-- Source passage --
=-=-=-=-=

Watrous

Watrous, Santa Fe Trail, Santa Fe Railway, Shipping Point

By Shirley Cushing Flint and Richard Flint

Traveling north on Interstate 25 from Las Vegas, New Mexico it is easy to see that here the Great Plains dramatically meet the Rocky Mountains. To the east are endless, flat expanses, described as the Great American Desert, and to the west the majestic Southern Rockies. About twenty miles from Las Vegas the highway dips into a beautiful and lush valley where trees abound. This is Watrous, New Mexico.

The town is located at the confluence of the Sapello and Mora Rivers, whose headwaters are in the Sangre de Cristo Mountains, the southern range of the Rockies. Originally designated as La Junta de los Ríos it was officially changed to Watrous in 1884 by the New Mexico and Southern Pacific Railroad Company (later the Atchison, Topeka, and Santa Fe Railway) to honor one of the town\'s early settlers, Samuel B. Watrous.

La Junta/Watrous has a played an important commercial role in New Mexico\'s early history, encompassing its many cultures. Here were located Indian encampments, a Santa Fe Trail resting spot, railroad stops, modern highways, and several nearby Army Posts.

From earliest times Comanches and Kiowas met Indians from Taos and the Rio Grande Pueblos at the junction of the rivers to trade buffalo hides for corn and other wares. With the influx of Spanish settlers to Santa Fe and Taos came the emergence of two distinctive and colorful groups: ciboleros (buffalo hunters) and comancheros (Indian traders). They, too, engaged in commerce with the Plains Indians at La Junta. And here they could rest before making the final push over the mountains into Taos with their wagons loaded down with buffalo hides. As hostilities with Native Americans of the Plains abated, Hispanic sheepherders drove thousands of sheep out onto the grasslands of eastern New Mexico and the Panhandles of Oklahoma and Texas. The area around La Junta and the Mora and Sapello Rivers continued to be a favorite stopover point and watering hole.

With the opening of the Santa Fe Trail in 1821 La Junta entered into its heyday of commercial significance. The arrival of French and Anglo-American traders and merchants introduced manufactured goods to New Mexico's markets. Manufactured goods were traded for beaver pelts, buffalo hides, wool and other commodities. La Junta was in a strategic location to facilitate these exchanges. It was here that the two main branches of the Santa Fe Trail, the Cimarron Cutoff and the Mountain Branch rejoined before heading either to Taos or Santa Fe. La Junta was also a rendezvous point for wagons to gather before heading east to markets in St. Louis and Kansas City. Samuel B. Watrous, the namesake for the modern village made his appearance here about1835.

=-=-=-=-=

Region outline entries
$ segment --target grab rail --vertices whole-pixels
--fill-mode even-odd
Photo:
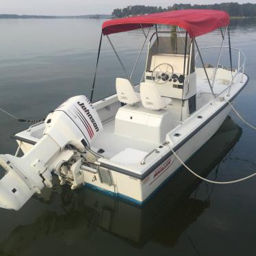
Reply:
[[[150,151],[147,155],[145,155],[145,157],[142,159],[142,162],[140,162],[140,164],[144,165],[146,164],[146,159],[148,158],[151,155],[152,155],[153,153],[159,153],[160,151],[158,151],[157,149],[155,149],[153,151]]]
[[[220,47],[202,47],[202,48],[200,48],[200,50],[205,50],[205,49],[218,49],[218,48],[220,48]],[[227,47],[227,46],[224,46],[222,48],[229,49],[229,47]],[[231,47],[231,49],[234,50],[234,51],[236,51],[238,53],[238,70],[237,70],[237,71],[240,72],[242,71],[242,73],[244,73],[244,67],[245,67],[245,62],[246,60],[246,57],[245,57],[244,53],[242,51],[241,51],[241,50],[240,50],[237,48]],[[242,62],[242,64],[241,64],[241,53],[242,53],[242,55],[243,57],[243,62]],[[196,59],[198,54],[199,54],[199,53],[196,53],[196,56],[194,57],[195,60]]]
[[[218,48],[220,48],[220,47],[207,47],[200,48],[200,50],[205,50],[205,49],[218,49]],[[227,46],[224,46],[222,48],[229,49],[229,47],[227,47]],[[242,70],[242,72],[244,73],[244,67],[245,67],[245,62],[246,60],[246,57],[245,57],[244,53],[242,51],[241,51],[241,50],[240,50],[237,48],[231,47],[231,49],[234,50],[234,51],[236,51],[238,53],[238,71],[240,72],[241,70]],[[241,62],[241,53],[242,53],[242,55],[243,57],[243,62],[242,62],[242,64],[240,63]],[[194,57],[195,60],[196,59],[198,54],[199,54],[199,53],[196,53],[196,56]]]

=-=-=-=-=

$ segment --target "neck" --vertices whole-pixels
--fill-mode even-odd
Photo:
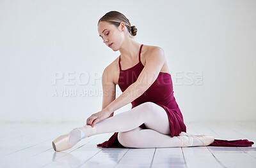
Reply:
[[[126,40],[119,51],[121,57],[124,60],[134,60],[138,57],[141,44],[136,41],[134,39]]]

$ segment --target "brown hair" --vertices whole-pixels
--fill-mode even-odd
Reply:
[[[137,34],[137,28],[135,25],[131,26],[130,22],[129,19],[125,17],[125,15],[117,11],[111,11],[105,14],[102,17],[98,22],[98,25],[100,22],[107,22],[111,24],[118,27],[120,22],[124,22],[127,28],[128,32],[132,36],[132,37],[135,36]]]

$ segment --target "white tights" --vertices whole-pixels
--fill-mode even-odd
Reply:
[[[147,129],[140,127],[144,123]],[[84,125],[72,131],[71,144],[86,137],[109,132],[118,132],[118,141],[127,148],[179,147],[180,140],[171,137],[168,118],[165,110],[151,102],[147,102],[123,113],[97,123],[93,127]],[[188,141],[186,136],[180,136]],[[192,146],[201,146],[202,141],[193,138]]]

=-=-=-=-=

-- Task details --
Rewrite the stretch of the Watrous passage from "Traveling north on" through "Watrous, New Mexico.", substituting "I-25" for "Interstate 25". The material is not needed here.

-- Output --
Traveling north on I-25 from Las Vegas, New Mexico it is easy to see that here the Great Plains dramatically meet the Rocky Mountains. To the east are endless, flat expanses, described as the Great American Desert, and to the west the majestic Southern Rockies. About twenty miles from Las Vegas the highway dips into a beautiful and lush valley where trees abound. This is Watrous, New Mexico.